:: PASSAGE ::
▼

P. Subramonian Poti, J.
1. An award of the Industrial Tribunal, Alleppey in a dispute between the Management of the Laxmi Starch Factory and its workmen is challenged in these original petitions. The issues referred for adjudication to the Tribunal were-
1. Revision of pay scales.
2. Revision of rates of batta.
3. Grant of night allowance.
4. Increase in D. A.
5. Payment of production bonus.
6. Dress, washing allowance and chappals.
There is no challenge now to issues 6 and 7, The reference related only to 11 workmen working in the factory they being drivers, cleaners and a machanic. The Laxmi Starch Factory is a concern engaging more than 200 workers and is engaged in the production of starch, dextrine, glucose, etc. Regarding the drivers, cleaners and machanic there was a long terra agreement which expired on 31-12-1967. Regarding the other categories of workmen also there were long term agreements which were terminated and the demands of such workmen considered. There was settlement pursuant to this, but this settlement did not cover the case of the 11 workmen referred to above and that is why the dispute happened to arise and happened to be referred.
2. The Tribunal's award is challenged by the workmen as well as by the management in the two petitions. According to the workmen as well as the management the Tribunal has not acted properly in reaching its decision embodied in the award.
3. The main dispute concerns the revision of pay scales. The approach to this question is commented by counsel for workmen as perverse. Mention is made in the award to the wage structure in comparable concerns, The workmen relied on the cases of comparable concerns like the Aluminium Industries Limited, Kundra, the Kerala Electrical and Allied Engineering Company Limited, Kundra and the Kerala Ceramics Limited, Kundra. That all these are situate in the same area where the Laxmi Starch Factory is situate is evident and, therefore, if the wage structure in the Industries in the region could be considered to be relevant, necessarily reference may be made to the wage structure in the three concerns mentioned here. But the approach of the Tribunal appears to be that it has not been shown that these are comparable concerns and in order to establish that these are comparable concerns it must be shown that the number of workers, the annual turnover, the paid up capital and investments, the past and future prosperity, the financial stability or debility and the like are more or less identical. It would appear from the award that the Tribunal's attention was also drawn to the wage structure prevalent in a similar industry in Chalakudy. But that too has not been considered apparently for the reason that the management did not adduce evidence that this Chalakudy factory is similar to the Laxmi Starch Factory. In fact, the evidence adduced in the case has not been adverted to. At the same time it would appear that the Tribunal took the view that while there were agreements to cover all other categories of workers it was unfair on the part of the management not to have given a reasonable enhancement in the wages to the drivers, cleaners and the mechanic after the termination of the term of the earlier settlement and the Tribunal, therefore, felt that it would be a 'travesty of justice' not to grant them a reasonable enhancement of their basic pay, D.A. and the other relevant amenities. The proper course which the Tribunal thought it should adopt was 'to raise both the bottom as well as the top of the scale.' Accordingly she scale of drivers and mechanic was revised as 80-5-115-7-150-9-204 while that of the cleaners was revised as 60-4-88-5-118-6-148.

▲

:: WHAT TO DO ::
According to the judgment, how many workers does the Laxmi Starch Factory engage? The listing is separate material, unrelated to the judgment.

:: RECORDS SHOWN ::
▼

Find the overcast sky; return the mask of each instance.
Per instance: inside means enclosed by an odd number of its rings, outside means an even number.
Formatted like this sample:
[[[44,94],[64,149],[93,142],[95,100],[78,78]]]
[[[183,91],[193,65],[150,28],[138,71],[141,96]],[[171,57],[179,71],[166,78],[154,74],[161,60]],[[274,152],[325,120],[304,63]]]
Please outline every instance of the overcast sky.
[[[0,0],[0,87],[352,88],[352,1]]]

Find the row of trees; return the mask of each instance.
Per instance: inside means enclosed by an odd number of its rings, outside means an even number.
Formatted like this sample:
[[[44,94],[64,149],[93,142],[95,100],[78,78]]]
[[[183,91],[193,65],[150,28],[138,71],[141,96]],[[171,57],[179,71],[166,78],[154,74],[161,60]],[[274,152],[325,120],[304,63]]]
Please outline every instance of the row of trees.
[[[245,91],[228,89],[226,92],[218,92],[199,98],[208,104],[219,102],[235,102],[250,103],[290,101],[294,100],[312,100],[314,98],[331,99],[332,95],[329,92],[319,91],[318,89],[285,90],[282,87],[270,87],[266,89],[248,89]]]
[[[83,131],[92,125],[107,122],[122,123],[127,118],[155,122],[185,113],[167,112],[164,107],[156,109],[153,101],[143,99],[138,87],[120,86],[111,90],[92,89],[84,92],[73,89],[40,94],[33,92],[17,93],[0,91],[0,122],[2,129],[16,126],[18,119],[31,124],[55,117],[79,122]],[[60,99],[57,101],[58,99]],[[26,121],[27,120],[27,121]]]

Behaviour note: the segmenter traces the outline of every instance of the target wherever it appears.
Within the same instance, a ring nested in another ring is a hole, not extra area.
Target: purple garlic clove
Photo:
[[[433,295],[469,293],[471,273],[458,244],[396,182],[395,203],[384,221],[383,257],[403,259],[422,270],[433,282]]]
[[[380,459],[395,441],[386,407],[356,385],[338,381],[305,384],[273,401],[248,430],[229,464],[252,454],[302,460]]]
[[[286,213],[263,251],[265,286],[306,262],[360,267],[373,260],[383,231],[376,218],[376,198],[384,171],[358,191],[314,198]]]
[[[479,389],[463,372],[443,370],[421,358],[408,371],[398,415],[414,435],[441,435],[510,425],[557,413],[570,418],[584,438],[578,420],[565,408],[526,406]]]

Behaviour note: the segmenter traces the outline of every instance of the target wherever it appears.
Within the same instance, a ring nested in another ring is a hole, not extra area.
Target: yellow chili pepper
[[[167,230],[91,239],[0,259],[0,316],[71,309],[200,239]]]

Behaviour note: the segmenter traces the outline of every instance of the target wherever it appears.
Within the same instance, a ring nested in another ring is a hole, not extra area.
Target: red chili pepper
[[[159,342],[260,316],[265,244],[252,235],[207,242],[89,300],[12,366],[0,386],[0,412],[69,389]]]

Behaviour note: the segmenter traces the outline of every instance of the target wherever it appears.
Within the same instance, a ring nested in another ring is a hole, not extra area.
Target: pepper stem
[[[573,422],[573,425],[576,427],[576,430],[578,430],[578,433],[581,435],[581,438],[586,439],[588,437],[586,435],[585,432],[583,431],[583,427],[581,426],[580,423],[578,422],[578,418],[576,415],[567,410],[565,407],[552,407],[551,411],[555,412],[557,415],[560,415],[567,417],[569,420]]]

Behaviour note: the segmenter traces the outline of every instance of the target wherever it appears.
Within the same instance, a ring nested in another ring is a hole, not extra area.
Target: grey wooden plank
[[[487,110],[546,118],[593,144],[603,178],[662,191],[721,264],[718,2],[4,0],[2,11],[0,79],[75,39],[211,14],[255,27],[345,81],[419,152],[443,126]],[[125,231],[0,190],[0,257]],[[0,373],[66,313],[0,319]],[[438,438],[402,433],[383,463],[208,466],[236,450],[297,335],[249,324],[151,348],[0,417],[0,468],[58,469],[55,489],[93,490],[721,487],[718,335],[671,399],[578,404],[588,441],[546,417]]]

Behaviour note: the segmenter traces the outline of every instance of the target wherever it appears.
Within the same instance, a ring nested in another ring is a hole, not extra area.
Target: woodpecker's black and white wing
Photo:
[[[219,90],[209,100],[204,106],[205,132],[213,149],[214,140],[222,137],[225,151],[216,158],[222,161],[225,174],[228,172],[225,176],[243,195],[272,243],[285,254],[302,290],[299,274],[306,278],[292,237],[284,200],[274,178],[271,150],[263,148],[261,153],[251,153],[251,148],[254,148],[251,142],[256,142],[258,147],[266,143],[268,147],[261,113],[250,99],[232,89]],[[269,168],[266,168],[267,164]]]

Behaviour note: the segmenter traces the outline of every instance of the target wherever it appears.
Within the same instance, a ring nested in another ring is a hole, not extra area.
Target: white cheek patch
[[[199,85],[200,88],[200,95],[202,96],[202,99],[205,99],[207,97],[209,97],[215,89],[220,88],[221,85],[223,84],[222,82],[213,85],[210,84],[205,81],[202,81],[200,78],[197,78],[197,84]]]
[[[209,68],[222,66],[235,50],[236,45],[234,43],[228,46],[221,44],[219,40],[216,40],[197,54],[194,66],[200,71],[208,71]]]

▲

:: RIGHT ANSWER ::
More than 200 workers.